**TASK INSTRUCTIONS**
Copy the following records word for word, keeping every line as it appears.

**THE RECORDS**

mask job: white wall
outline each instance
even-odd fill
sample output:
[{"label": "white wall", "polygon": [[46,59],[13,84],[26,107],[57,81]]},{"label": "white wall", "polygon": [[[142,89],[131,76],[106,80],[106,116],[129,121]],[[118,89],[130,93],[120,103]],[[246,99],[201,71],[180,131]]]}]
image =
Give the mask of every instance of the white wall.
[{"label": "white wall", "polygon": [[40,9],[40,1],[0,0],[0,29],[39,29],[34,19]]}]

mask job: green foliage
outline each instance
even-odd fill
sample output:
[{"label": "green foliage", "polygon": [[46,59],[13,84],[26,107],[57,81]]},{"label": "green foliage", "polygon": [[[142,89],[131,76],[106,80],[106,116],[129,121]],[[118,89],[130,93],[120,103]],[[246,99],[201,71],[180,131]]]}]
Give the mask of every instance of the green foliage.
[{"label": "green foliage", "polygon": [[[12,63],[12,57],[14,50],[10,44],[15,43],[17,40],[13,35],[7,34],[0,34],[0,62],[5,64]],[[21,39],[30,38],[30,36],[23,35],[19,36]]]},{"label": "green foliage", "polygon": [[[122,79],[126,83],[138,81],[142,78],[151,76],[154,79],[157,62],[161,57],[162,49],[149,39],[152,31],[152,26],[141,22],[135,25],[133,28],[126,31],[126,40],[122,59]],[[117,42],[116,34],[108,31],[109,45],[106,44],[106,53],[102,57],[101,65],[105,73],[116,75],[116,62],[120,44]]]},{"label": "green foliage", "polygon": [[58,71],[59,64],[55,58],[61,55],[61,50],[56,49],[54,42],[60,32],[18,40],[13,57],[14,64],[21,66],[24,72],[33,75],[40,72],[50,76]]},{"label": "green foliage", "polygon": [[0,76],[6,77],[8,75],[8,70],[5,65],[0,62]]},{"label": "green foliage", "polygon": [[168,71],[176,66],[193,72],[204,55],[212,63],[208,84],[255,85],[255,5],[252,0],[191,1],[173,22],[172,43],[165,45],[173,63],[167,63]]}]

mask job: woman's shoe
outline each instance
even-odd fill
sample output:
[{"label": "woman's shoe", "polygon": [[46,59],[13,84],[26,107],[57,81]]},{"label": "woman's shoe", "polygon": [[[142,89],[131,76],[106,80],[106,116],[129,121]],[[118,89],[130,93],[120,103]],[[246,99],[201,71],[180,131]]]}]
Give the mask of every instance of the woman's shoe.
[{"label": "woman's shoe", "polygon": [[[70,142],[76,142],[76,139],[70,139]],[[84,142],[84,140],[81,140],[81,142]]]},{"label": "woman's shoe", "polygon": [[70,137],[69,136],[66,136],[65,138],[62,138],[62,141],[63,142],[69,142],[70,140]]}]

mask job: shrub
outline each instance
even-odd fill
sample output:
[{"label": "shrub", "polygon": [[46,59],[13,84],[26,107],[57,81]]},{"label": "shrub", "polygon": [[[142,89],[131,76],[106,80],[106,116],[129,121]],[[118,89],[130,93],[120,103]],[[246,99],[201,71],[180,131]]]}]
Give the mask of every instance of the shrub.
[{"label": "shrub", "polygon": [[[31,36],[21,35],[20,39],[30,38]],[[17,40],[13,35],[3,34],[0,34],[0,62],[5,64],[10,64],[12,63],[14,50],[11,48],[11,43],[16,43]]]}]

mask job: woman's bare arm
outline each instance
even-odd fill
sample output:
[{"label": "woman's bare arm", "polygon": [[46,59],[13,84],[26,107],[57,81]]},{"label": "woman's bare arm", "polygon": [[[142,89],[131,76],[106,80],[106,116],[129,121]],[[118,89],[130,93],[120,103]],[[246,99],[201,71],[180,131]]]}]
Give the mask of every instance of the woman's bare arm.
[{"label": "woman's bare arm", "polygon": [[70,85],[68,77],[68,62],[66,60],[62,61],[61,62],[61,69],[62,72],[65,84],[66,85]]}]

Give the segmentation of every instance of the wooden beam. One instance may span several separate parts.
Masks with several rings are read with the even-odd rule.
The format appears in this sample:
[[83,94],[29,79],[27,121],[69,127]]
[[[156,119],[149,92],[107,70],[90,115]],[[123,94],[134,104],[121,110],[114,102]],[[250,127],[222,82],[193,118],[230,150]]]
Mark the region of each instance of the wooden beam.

**OUTPUT FOR THIS EXERCISE**
mask job: white wall
outline each instance
even-odd fill
sample output:
[{"label": "white wall", "polygon": [[46,59],[13,84],[26,107],[57,81]]},{"label": "white wall", "polygon": [[[142,89],[131,76],[106,80],[106,116],[129,121]],[[118,89],[130,93],[120,103]],[[246,99],[201,71],[180,131]]]}]
image =
Give the mask of every instance of the white wall.
[{"label": "white wall", "polygon": [[40,9],[40,1],[0,0],[0,29],[39,29],[34,19]]}]

mask job: green foliage
outline each instance
even-odd fill
sample output:
[{"label": "green foliage", "polygon": [[46,59],[13,84],[26,107],[57,81]]},{"label": "green foliage", "polygon": [[[142,89],[131,76],[106,80],[106,116],[129,121]],[[118,89],[130,93],[120,103]],[[246,99],[201,71],[180,131]]]}]
Give the mask of every instance of the green foliage.
[{"label": "green foliage", "polygon": [[[12,63],[12,57],[14,50],[10,44],[15,43],[17,40],[13,35],[7,34],[0,34],[0,62],[5,64]],[[21,39],[30,38],[30,36],[23,35],[19,36]]]},{"label": "green foliage", "polygon": [[[122,79],[126,83],[138,81],[142,78],[151,76],[154,79],[157,62],[161,57],[162,49],[149,39],[152,31],[152,26],[141,22],[135,25],[133,28],[126,31],[126,40],[122,59]],[[117,42],[116,34],[108,31],[109,45],[106,44],[106,53],[102,57],[101,65],[105,73],[116,75],[116,62],[120,44]]]},{"label": "green foliage", "polygon": [[58,71],[59,64],[55,58],[61,55],[61,50],[56,49],[54,42],[60,32],[18,40],[13,57],[14,64],[21,66],[24,72],[33,75],[40,72],[50,76]]},{"label": "green foliage", "polygon": [[0,76],[6,77],[8,75],[8,70],[5,65],[0,62]]},{"label": "green foliage", "polygon": [[168,71],[176,66],[193,72],[204,55],[212,63],[208,84],[255,85],[255,5],[252,0],[191,1],[173,22],[172,43],[165,45],[173,63],[167,63]]}]

mask job: woman's shoe
outline each instance
even-odd fill
sample output:
[{"label": "woman's shoe", "polygon": [[46,59],[13,84],[26,107],[57,81]]},{"label": "woman's shoe", "polygon": [[[142,89],[131,76],[106,80],[106,116],[129,121]],[[118,89],[130,93],[120,103]],[[246,99],[201,71],[180,131]]]}]
Give the mask of every instance of the woman's shoe.
[{"label": "woman's shoe", "polygon": [[[70,142],[76,142],[76,139],[70,139]],[[84,142],[84,140],[81,140],[81,142]]]},{"label": "woman's shoe", "polygon": [[70,137],[69,136],[66,136],[65,138],[62,138],[62,141],[63,142],[69,142],[70,140]]}]

mask job: shrub
outline each instance
even-odd fill
sample output:
[{"label": "shrub", "polygon": [[46,59],[13,84],[26,107],[57,81]]},{"label": "shrub", "polygon": [[[142,89],[131,76],[106,80],[106,116],[129,121]],[[118,89],[130,93],[120,103]],[[246,99],[201,71],[180,131]]]}]
Give the mask of every instance of the shrub.
[{"label": "shrub", "polygon": [[[31,36],[21,35],[20,39],[30,38]],[[17,40],[13,35],[3,34],[0,34],[0,62],[5,64],[10,64],[12,63],[14,50],[11,48],[11,43],[16,43]]]}]

mask job: woman's bare arm
outline each instance
even-odd fill
sample output:
[{"label": "woman's bare arm", "polygon": [[46,59],[13,84],[26,107],[57,81]]},{"label": "woman's bare arm", "polygon": [[[142,89],[131,76],[106,80],[106,116],[129,121]],[[118,89],[130,93],[120,103]],[[246,99],[201,71],[180,131]]]}]
Give the mask of every instance of the woman's bare arm.
[{"label": "woman's bare arm", "polygon": [[70,85],[68,77],[68,62],[66,60],[62,61],[61,62],[61,69],[62,72],[65,84],[66,85]]}]

Give the segmentation of every instance of the wooden beam. One instance may span several separate parts.
Masks with several rings are read with the even-odd rule.
The format appears in this sample:
[[83,94],[29,79],[27,121],[69,127]]
[[[156,119],[149,92],[107,70],[90,115]],[[123,94],[134,104],[121,110],[114,102]],[[250,127],[222,82],[193,118],[230,150]]]
Mark the region of each instance of the wooden beam.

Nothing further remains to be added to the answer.